Este Búho lamenta no haber podido viajar a la Copa América. Ya tenía todo planeado para alentar a mi selección y escribir mis columnas desde Dallas, Kansas y Miami, pero se me cruzó con unos temas personales. Con mucha pena cancelé el viaje.
Estados Unidos siempre ha llamado mi atención. Una de las razones es la literatura. En el Olimpo de los grandes escritores, el norteamericano Ernest Hemingway estuvo en el pedestal de los más rudos, salvajes, borrachos y mujeriegos.
Según críticos, el ganador del Premio Nobel 1954 y el Pulitzer (1953) escribió novelas casi autobiográficas, solo maquilladas de ficción, aplastadas por sus recuerdos.
Por ejemplo, su novela ‘The sun also rises’ (1926), que en español se titula ‘Fiesta’, nos presenta la historia de un periodista norteamericano que fue voluntario en la Primera Guerra Mundial y luchó en el frente, donde sufrió una herida por una explosión y quedó impotente.
Jake Barnes se encuentra en París con su novia, la enfermera que lo atendió cuando estuvo herido. En la vida real, Ernest fue herido en la guerra y se enamoró de una mujer que curó sus heridas. Tras el cruento conflicto bélico, Hemingway se asienta en la Ciudad Luz y comparte con un grupo de jóvenes norteamericanos, con quienes se embarca en una aventura a Pamplona (España) para participar de la Feria de San Fermín, donde sueltan a toros miura en plena calle.
Inclusive, hay un libro publicado en tierras españolas sobre las interminables juergas que se mandaba durante esas festividades. Llegó una noche al hotel completamente borracho, acompañado de dos jóvenes prostitutas. Su esposa Pauline dormía y él le pidió al conserje otro cuarto para él y sus chicas. Tan solo media hora después, las muchachas completamente desnudas salieron despavoridas, mientras el novelista, en calzoncillos, las llenaba de insultos.

§ §

▸ PROBLEMA PLANTEADO A:
Extrae del texto sobre Hemingway, sin ningún cambio, el fragmento que se abre con las palabras "Este Búho lamenta" y se cierra con "cancelé el viaje.".
▸ PROBLEMA PLANTEADO B:
Según el texto sobre Hemingway, ¿en qué año recibió el escritor el Premio Nobel?
El material no guarda ninguna relación con el texto sobre Hemingway.

▸ EXTRACTO DE DATOS:

§ §

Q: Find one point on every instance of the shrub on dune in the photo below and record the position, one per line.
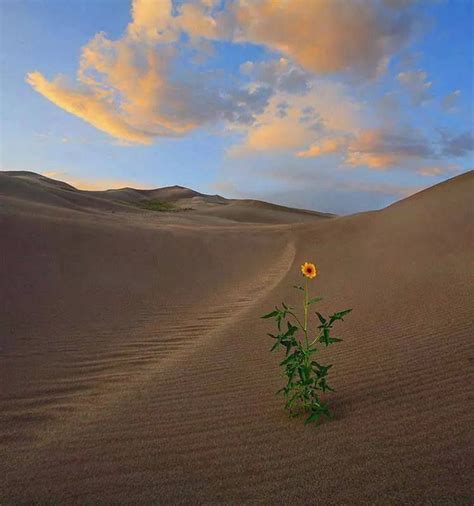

§ §

▸ RESPUESTA DEL EJERCICIO A:
Este Búho lamenta no haber podido viajar a la Copa América. Ya tenía todo planeado para alentar a mi selección y escribir mis columnas desde Dallas, Kansas y Miami, pero se me cruzó con unos temas personales. Con mucha pena cancelé el viaje.

▸ RESPUESTA DEL EJERCICIO B:
En 1954.